The inoculum amount of sludge (based on VS) was 30%, and the total solid content of the anaerobic fermentation system was 25%. The tap water was added to the effective volume and mixed evenly, and nitrogen was introduced into the anaerobic fermentation reactor to replace the gas in an upper space of the fermentation reactor to form an anaerobic environment. Three replicates were set for each experimental group and control group. Gas was collected every 2 d and a methane volume was measured. The cumulative methane production of each group was monitored and the experiment was terminated only when gas production stopped.

The results showed that the average cumulative methane yields of the S1, S2, and CK groups were 220.7 mL*g⁻¹*VS⁻¹, 198.6 mL*g⁻¹*VS⁻¹, and 128.6 mL*g⁻¹*VS⁻¹, respectively; and the S1 group had the highest cumulative methane yield, which was 11.1% higher than that of the S2 group and 71.2% higher than that of the control group.

The above test results show that, compared with semi-dry and dry anaerobic fermentations with other high-intensity mechanical stirring modes beyond the daily stirring times and each stirring time, those with dynamically-adjusted mechanical stirring intensity can effectively improve the methane production efficiency, shorten the reaction cycle, and reduce energy loss, thereby reducing components and increasing output. Similarly, compared with semi-dry and dry anaerobic fermentations with other low-intensity mechanical stirring modes other than the daily stirring times and each stirring time, those with dynamically-adjusted mechanical stirring intensity can effectively improve the methane production efficiency, shorten the reaction cycle, promote substrate degradation, and enhance the reactor's methane production potential, thereby reducing components and increasing output.

It is to be understood that the present disclosure is not limited to the particular methodology, protocols, and materials described as these may vary. It is also to be understood that the terminology used herein is for the purpose of describing particular embodiments only, and is not intended to limit the scope of the present disclosure which will be limited only by the appended claims.

Those skilled in the art will also recognize, or be able to ascertain using no more than routine experimentation, many equivalents to the specific embodiments of the present disclosure described herein. Such equivalents are also intended to be encompassed by the following claims. It should be noted that, the embodiments in the description are described in a progressive manner. Each embodiment focuses on the difference from other embodiments, and the same and similar parts between the embodiments may refer to each other.

Although preferred examples of the present application have been described, persons skilled in the art can make changes and modifications to these embodiments once they learn the basic inventive concept. Therefore, the appended claims are intended to be construed as covering the preferred examples and all changes and modifications falling within the scope of the embodiments of the present disclosure.

It should be noted that terms “including”, “comprising” or any other variants thereof are intended to cover non-exclusive inclusion, so that a process, method, article, or terminal device including a series of elements includes not only those elements but also other elements not explicitly listed, or elements inherent to such a process, method, article, or terminal device. Without more restrictions, the elements defined by the sentence “including a . . . ” do not exclude the existence of other identical elements in the process, method, article, or terminal device including the elements.

The technical solutions provided by the examples of the present disclosure are described in detail above, and the principles and implementations of the examples of the present disclosure are described herein by using specific examples. The description of the above examples is provided merely to help understand the principles of the examples of the present disclosure. In addition, those of ordinary skill in the art can make changes to the specific embodiments and application scope according to the examples of the present disclosure. In conclusion, the content of this specification should not be construed as limiting the present disclosure.

HOW TO COMPLETE THIS TASK —
Please list each group named in the anaerobic fermentation text together with its average cumulative methane yield.

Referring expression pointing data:
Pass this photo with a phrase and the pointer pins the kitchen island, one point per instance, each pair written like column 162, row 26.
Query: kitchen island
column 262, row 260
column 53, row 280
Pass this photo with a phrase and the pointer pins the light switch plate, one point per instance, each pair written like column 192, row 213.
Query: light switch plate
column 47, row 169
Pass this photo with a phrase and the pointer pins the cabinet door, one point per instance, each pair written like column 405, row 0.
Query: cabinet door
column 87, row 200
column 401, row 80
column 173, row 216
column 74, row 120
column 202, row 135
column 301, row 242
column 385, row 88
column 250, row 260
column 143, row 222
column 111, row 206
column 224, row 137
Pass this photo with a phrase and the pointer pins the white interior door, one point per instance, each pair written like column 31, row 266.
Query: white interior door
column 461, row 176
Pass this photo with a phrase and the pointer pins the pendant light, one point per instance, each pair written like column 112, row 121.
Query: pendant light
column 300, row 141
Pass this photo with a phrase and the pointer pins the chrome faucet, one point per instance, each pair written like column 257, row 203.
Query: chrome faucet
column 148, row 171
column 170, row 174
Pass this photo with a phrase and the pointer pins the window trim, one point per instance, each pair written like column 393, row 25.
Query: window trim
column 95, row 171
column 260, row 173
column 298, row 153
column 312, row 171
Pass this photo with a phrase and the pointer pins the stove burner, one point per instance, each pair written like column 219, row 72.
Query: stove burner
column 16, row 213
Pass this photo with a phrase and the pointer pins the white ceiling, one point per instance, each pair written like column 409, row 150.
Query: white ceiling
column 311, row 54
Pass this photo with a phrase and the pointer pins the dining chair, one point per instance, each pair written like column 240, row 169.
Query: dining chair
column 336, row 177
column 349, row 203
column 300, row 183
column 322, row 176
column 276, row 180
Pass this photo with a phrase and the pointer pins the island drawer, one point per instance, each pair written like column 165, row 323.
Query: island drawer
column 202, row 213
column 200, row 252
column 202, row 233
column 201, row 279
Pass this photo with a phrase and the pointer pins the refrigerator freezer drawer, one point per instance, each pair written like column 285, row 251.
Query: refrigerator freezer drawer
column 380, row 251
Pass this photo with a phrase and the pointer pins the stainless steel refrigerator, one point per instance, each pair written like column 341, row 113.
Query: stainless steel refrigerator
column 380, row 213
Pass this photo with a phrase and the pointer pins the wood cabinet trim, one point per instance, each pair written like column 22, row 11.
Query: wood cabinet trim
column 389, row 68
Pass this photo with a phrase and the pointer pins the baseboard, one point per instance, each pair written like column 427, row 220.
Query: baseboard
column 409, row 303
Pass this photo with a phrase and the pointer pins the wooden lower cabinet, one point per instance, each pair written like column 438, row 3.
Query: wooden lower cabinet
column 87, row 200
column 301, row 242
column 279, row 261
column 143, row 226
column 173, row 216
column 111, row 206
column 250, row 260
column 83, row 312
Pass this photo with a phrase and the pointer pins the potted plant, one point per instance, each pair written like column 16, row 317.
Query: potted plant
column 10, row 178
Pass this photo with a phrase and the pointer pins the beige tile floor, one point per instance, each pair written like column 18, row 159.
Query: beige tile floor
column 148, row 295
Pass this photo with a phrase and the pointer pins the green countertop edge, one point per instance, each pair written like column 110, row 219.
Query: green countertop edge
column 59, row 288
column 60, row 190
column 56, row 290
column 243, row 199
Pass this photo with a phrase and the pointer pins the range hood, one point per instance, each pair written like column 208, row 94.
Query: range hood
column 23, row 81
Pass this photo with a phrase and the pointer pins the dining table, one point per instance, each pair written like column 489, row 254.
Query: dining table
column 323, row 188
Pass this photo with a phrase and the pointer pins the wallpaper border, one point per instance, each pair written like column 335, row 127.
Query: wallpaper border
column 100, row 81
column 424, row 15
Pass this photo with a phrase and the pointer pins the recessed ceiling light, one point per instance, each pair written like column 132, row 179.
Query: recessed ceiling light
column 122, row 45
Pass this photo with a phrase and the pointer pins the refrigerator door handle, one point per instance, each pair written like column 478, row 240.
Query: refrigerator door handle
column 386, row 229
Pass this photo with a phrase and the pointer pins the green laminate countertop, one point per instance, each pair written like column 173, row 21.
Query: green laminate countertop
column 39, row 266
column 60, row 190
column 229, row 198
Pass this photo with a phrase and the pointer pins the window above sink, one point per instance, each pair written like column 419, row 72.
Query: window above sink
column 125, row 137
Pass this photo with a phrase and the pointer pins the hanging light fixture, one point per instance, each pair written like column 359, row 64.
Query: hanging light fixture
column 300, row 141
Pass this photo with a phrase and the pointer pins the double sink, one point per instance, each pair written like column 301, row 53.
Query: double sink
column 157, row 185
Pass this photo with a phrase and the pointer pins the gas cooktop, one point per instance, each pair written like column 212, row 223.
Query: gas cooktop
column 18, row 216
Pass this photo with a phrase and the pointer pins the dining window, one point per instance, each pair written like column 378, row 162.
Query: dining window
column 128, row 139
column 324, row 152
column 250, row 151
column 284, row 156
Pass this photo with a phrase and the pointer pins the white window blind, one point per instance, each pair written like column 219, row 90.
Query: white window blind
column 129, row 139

SOLUTION FOR THIS EXERCISE —
S1: 220.7 mL*g⁻¹*VS⁻¹
S2: 198.6 mL*g⁻¹*VS⁻¹
CK: 128.6 mL*g⁻¹*VS⁻¹